COMPITI:
A - Ricopia dalla recensione del film di Lafleur il tratto che va da «Sulle congetture di» a «un mondo interstiziale.».
B - Prosegui la recensione del film di Lafleur, scrivendo il seguito dopo la sua ultima frase.

TESTO FORNITO:
►

Sulle congetture di simulazione che secondo alcune propaggini della fisica, potrebbero determinare l’esistenza del nostro stesso universo, Stéphane Lafleur ha costruito una commedia lucidissima che parte dai principi di problem solving replicati in laboratorio, per applicarli ad una piccola comunità di cinque candidati, il cui compito è rimettere in scena ai margini di un deserto, le problematiche tecniche, psicologiche e relazionali legate ai profili equipollenti di un gruppo di astronauti spediti in missione su Marte.
Come nelle pitture iperreali di Scott Listfield, lo scenario, gli oggetti quotidiani e quelli vicini all’esperienza interstellare, trovano convergenza in quel punto di vista alieno che ne sovverte le funzioni, svuotando e derealizzando apparenze e gesti, destinati a creare un mondo interstiziale.
Marte esiste solo nel sogno desiderante di David, uno dei cinque selezionati, mentre la terra diventa un’eccedenza da superare e dissolvere con una simulazione autoallucinatoria.
Per determinare lo spazio e i tempi della commedia, in tutto il Cinema di Lafleur rintracciabili nello scarto tra coscienza e volontà, due polarità che possono invertire le conseguenze dell’azione e quelle della paralisi emotiva, il regista canadese immerge l’esperienza dei cinque simulatori in un ambiente proto-fantascientifico, dominato in parte dalla meccanica, dall’ingegneria idraulica e da dispositivi che hanno maggiori legami con le telescriventi degli anni settanta, che con il supporto delle intelligenze artificiali.
Una dimensione straniante che diventa irriconoscibile, nella misura in cui la familiarità di leve, fermagli e interruttori abita funzioni mai viste e crea quel cortocircuito tra confidenza dei segni e sabotaggio del senso.

◄

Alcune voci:
►

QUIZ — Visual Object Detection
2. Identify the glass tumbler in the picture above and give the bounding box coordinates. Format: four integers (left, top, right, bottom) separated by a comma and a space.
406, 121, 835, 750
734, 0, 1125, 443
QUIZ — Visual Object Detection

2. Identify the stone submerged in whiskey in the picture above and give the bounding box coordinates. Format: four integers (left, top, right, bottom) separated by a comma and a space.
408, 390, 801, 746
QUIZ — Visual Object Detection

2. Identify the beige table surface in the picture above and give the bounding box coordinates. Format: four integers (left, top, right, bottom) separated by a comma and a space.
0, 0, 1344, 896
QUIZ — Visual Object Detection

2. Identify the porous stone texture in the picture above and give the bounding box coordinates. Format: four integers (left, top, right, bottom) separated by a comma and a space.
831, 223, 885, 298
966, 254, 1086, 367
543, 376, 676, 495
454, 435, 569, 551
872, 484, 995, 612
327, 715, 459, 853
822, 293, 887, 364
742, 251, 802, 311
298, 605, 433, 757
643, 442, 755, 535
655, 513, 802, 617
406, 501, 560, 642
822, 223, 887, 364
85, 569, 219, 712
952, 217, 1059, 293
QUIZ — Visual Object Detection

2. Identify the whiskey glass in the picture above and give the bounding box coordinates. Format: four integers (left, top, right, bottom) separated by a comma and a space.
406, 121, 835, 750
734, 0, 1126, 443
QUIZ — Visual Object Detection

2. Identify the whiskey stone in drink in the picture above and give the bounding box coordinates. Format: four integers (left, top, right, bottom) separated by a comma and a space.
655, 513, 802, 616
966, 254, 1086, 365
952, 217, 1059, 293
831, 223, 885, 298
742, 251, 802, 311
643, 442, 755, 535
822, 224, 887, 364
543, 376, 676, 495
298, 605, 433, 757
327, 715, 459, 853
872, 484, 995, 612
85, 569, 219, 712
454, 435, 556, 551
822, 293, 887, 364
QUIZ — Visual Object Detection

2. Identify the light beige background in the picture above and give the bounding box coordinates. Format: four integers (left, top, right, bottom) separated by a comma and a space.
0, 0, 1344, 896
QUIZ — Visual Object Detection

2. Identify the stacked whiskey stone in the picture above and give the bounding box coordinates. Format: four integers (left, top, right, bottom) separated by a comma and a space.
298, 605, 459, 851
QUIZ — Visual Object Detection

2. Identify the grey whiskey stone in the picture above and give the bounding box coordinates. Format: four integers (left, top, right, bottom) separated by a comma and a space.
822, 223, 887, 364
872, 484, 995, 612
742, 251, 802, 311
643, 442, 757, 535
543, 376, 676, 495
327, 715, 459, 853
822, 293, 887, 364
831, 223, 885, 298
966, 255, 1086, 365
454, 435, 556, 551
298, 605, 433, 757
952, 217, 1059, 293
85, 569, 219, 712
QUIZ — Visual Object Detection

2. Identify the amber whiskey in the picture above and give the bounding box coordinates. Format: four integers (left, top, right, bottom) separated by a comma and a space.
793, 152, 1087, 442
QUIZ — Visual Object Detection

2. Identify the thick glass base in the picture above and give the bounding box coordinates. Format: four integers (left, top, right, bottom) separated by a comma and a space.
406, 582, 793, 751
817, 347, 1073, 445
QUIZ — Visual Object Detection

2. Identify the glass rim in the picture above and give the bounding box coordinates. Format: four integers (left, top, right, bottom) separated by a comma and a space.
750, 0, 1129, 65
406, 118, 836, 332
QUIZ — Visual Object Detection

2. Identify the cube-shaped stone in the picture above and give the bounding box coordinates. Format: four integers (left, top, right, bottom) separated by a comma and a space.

◄

LE RISPOSTE:
A -
Sulle congetture di simulazione che secondo alcune propaggini della fisica, potrebbero determinare l’esistenza del nostro stesso universo, Stéphane Lafleur ha costruito una commedia lucidissima che parte dai principi di problem solving replicati in laboratorio, per applicarli ad una piccola comunità di cinque candidati, il cui compito è rimettere in scena ai margini di un deserto, le problematiche tecniche, psicologiche e relazionali legate ai profili equipollenti di un gruppo di astronauti spediti in missione su Marte.
Come nelle pitture iperreali di Scott Listfield, lo scenario, gli oggetti quotidiani e quelli vicini all’esperienza interstellare, trovano convergenza in quel punto di vista alieno che ne sovverte le funzioni, svuotando e derealizzando apparenze e gesti, destinati a creare un mondo interstiziale.

B -
Questo gli serve per resuscitare il dominio di un principio di realtà, in un mondo dominato da quello di simulazione. Un’inversione che procede controcorrente anche rispetto ai desideri simulacrali di narrazioni diffuse, protese verso la contrazione ologrammatica.
L’addestramento disciplinare che i cinque astronauti sulla terra devono seguire, assume le caratteristiche di una prassi attoriale, dove ciascuno interpreta la controparte su Marte in base ad un principio di similarità emotiva e attitudinale, che supera la necessità di far combaciare appartenenze di genere ed età anagrafica.
Nel passaggio da un’identità all’altra Lafleur sovrappone l’innesco situazionale capace di strappare una risata, mentre la ricaccia in gola grazie a quel senso di alienazione che accompagna il disorientamento generato dall’incapacità di relazionarsi con il mondo, qualsiasi forma questo abbia assunto.
Se ad Ágnes Kocsis in Eden, la costruzione di un ecosistema privato e secluso, serviva per rimappare il lessico di una sensorialità perduta entro una realtà compromessa dall’inquinamento, ciò che rimane fuori nel mondo teatralizzato di Viking è la possibilità che ogni gradazione dei sensi, lasci il posto all’efficienza e alla sutura di tutte le emozioni in gioco.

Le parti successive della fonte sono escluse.